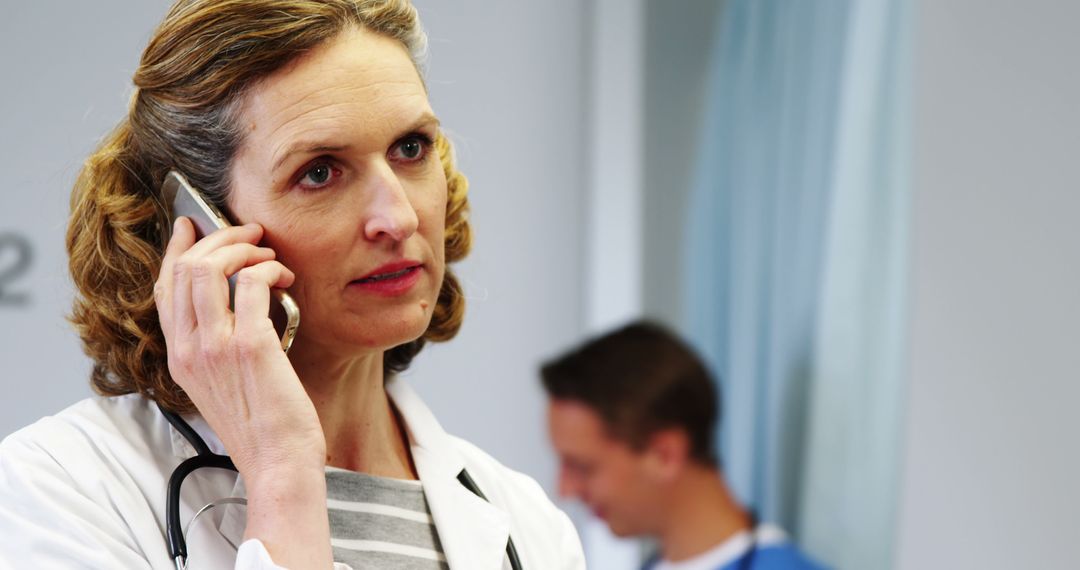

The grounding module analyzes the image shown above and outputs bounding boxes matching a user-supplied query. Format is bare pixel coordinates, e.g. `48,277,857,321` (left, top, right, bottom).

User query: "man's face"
548,399,663,537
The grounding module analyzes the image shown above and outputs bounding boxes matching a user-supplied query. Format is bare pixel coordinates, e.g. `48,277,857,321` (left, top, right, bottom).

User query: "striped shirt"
326,466,449,570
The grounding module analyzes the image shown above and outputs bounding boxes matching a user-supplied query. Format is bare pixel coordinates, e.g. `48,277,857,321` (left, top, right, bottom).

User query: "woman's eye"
299,162,338,189
390,135,431,162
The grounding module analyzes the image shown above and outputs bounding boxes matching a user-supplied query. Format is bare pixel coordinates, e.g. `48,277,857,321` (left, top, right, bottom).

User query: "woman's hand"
154,217,330,567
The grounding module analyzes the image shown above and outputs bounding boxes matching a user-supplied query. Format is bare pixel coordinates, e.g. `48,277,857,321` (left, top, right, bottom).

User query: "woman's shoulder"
0,394,170,485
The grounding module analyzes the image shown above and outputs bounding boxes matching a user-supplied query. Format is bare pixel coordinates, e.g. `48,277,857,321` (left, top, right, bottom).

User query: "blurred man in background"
541,323,821,570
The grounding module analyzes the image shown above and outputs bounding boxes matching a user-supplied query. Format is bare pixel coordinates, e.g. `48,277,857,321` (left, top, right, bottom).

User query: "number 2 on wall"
0,233,33,307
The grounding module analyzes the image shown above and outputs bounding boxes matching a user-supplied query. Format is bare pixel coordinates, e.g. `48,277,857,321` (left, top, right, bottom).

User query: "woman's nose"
364,162,420,242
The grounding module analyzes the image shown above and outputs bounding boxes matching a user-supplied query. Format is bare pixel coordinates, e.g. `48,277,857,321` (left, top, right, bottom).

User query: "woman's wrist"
244,462,334,568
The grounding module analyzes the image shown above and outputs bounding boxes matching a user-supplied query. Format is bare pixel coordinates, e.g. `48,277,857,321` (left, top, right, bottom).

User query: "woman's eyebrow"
270,111,441,173
270,140,349,173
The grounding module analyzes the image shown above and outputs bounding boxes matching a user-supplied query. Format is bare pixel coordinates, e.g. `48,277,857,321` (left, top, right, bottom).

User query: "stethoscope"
158,405,522,570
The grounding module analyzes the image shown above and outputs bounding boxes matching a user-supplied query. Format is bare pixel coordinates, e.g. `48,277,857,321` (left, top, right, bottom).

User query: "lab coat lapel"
387,379,510,570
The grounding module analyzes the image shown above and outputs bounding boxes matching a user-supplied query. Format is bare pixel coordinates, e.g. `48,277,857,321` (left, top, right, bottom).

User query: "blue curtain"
684,0,909,568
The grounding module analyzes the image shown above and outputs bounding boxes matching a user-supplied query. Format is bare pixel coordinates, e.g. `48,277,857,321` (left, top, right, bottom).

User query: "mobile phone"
161,171,300,352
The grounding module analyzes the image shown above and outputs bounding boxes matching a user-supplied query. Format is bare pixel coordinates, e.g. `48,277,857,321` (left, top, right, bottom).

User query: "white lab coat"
0,380,584,570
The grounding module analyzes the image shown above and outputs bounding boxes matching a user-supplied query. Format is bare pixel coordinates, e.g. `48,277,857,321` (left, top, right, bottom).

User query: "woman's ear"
645,428,690,481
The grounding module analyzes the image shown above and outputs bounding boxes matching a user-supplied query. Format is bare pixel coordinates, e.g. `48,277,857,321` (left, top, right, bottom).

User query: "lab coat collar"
162,379,510,569
387,379,510,569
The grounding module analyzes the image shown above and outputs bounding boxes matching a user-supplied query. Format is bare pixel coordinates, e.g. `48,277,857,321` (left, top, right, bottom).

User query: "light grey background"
897,0,1080,570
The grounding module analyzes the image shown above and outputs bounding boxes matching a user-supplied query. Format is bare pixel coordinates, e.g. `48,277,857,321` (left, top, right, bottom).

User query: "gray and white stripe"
326,467,448,570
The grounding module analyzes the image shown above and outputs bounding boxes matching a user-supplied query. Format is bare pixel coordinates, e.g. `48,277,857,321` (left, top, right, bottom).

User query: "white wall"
0,0,584,498
897,0,1080,569
0,1,165,436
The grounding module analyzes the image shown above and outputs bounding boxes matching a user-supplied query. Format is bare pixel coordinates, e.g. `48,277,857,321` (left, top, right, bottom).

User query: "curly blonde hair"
67,0,472,412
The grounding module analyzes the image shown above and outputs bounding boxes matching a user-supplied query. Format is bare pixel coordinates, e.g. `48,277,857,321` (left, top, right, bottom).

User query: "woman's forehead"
241,26,433,162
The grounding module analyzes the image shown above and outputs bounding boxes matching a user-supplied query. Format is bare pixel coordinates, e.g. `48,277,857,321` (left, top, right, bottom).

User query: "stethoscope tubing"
158,404,522,570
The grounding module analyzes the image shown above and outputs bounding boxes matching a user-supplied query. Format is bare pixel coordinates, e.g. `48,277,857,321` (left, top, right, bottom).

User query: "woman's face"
228,30,446,353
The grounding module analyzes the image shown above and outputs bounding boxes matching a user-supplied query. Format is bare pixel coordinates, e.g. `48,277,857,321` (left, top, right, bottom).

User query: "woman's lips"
349,264,423,297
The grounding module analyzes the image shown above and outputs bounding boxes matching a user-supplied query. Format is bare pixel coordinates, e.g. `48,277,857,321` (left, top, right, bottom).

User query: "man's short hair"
540,322,720,465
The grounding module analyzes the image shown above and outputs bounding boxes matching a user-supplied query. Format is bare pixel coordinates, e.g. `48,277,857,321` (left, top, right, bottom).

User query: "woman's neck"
289,341,417,479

□ □ □

WHAT YOU NEED TO DO » Make an exact copy of all entries above, dropping the images.

FINISHED TASK »
The grounding module analyzes the image shown above and outputs bounding boxes matching a user-supplied query. Format is bare pixel coordinates, e.g. `48,277,857,321` (left, top, right, bottom).

User query: "man's face"
548,399,663,537
The grounding module analyzes the image shown above and outputs bounding boxes matching a user-supplied query. Format is bare pixel coordinates, e.g. `48,277,857,321` (left, top, right, bottom).

User query: "striped shirt"
326,466,449,570
The grounding module analyzes the image shown above and outputs bounding boxes matching a user-supplied query. Format is bare pixel coordinates, e.g. `48,277,857,321` (left, top, right, bottom).

User query: "woman's eye"
299,162,338,189
390,135,431,162
The grounding module analyzes the image shown above and outputs bounding boxes matching a user-supplied query. Format is bare pixel coordinates, e.g. `48,277,857,321` (left, top, right, bottom).

User query: "woman's hand"
154,217,330,567
The grounding module analyzes the image shown above and outputs bounding boxes matching a user-supplied query. Format is bare pixel coordinates, e.g. `48,277,857,321` (left, top, right, bottom).

User query: "woman's shoulder"
0,394,170,485
The grounding module analyzes the image shown above and outputs bounding boxes matching a user-supplied query. Format is bare pixel coordinates, e.g. `48,277,857,321` (left, top, right, bottom).

User query: "blurred man in background"
541,323,821,570
The grounding module analyzes the image shown above and outputs bounding boxes matching a user-supplied query. Format is bare pixel coordinates, e.g. `48,277,857,321` (left, top, right, bottom).

User query: "number 2 on wall"
0,233,33,307
The grounding module analyzes the image shown above and outputs bounding boxes matching a user-supplied query. Format is bare pixel coordinates, e.g. `48,277,857,321` (left, top, right, bottom).

User query: "woman's nose"
364,162,420,242
The grounding module analyzes the image shown above and outputs bounding boxes matching a user-supplied query. Format is bare pixel coordinates, e.g. `48,277,857,321` (left, top, right, bottom).

User query: "woman's wrist"
244,462,334,568
The grounding module analyzes the image shown above and outputs bounding boxes matching a user-supplied query. Format is bare pixel coordinates, e.g. `48,277,857,321` (left, top, right, bottom).

User query: "woman's eyebrow"
270,111,441,173
270,140,349,173
The grounding module analyzes the image shown above and outputs bounding boxes matching a user-supplied query. Format is bare pixel coordinates, e.g. `48,277,857,321` (left, top, right, bottom).

User query: "stethoscope"
158,405,522,570
The grounding module analyzes the image shown above and outputs bounding boxes matching a user-supplied query. Format is bare pixel coordinates, e.g. `48,277,857,321` (left, top, right, bottom).

User query: "lab coat lapel"
387,379,510,570
The grounding module analyzes the image shown above and outputs bounding boxes matching a user-supplied query. Format is bare pixel coordinates, e.g. `48,277,857,321` (left, top, right, bottom).

User query: "blue curtain"
684,0,909,568
The grounding module analyzes the image shown above and outputs bounding boxes matching a user-supplied query. Format is bare pixel coordinates, e.g. `48,277,857,321` (left, top, right, bottom).

User query: "mobile phone"
161,171,300,352
The grounding module analyzes the image shown above and outputs bounding boxes matching a user-supplied query. Format is bare pixel coordinates, e.g. `48,277,857,321` (left, top, right, bottom).

User query: "white lab coat"
0,380,584,570
The grounding module analyzes the image shown above and outputs bounding boxes matching a user-supplied query. Format is bare pixel coordinates, e.g. `48,277,857,321` (left, top, right, bottom).

User query: "woman's ear"
645,428,690,481
The grounding module analyzes the image shown above and outputs bounding boxes matching a user-supplied query. Format is bare pixel coordinates, e.g. `48,277,857,321` (left, top, right, bottom).

User query: "lab coat collar"
162,379,510,569
387,379,510,569
The grounding module analyzes the image shown above and outputs bounding boxes matching a user-supplied query. Format is bare pixel coordinates, e.g. `48,277,857,321` (left, top, right, bottom).

User query: "light grey background"
897,0,1080,570
The grounding module analyzes the image shown above and outputs bounding boxes matching a user-supplied query. Format is bare pixel coordinates, e.g. `48,277,857,321` (left, top, right, bottom).

User query: "gray and white stripe"
326,467,448,570
The grounding module analyzes the image shown above and outputs bounding boxes matching a user-supplied query. Format is bare pixel coordinates, e.g. `48,277,857,321` (left, top, right, bottom).

User query: "white wall"
0,0,584,498
897,0,1080,569
0,1,165,436
The grounding module analyzes the image shown above and outputs bounding boxes matching a user-supplied query. Format is bare pixel coordinates, e.g. `48,277,857,321` (left, top, right, bottom).

User query: "curly blonde hair"
67,0,472,412
The grounding module analyzes the image shown above and outputs bounding boxes matching a user-supplied query. Format is bare pixel coordinates, e.g. `48,277,857,321` (left, top, right, bottom).

User query: "woman's forehead"
241,26,433,162
The grounding module analyzes the image shown above and outputs bounding boxes matching a user-supplied query. Format is bare pixel coordinates, e.g. `48,277,857,321` (left, top, right, bottom).

User query: "stethoscope tubing"
158,404,522,570
The grounding module analyzes the image shown above and outputs bounding boxes matching a user-supplied query. Format is bare pixel coordinates, e.g. `48,277,857,321` (left, top, right, bottom).

User query: "woman's face"
228,30,446,353
The grounding module analyzes the image shown above and outputs bounding boxes matching a user-supplied query. Format is bare pixel coordinates, e.g. `48,277,857,321` (left, top, right, bottom).

User query: "woman's lips"
349,264,423,297
The grounding module analyzes the image shown above and outputs bounding boxes matching a user-supplied query. Format is bare pixel coordinates, e.g. `48,277,857,321` (left, top, right, bottom).

User query: "man's short hair"
540,322,720,465
The grounding module analyzes the image shown above and outputs bounding boxes matching a user-supplied query. Format is bare pixel coordinates, e.g. `48,277,857,321` (left, top, right, bottom).

User query: "woman's neck"
289,341,417,479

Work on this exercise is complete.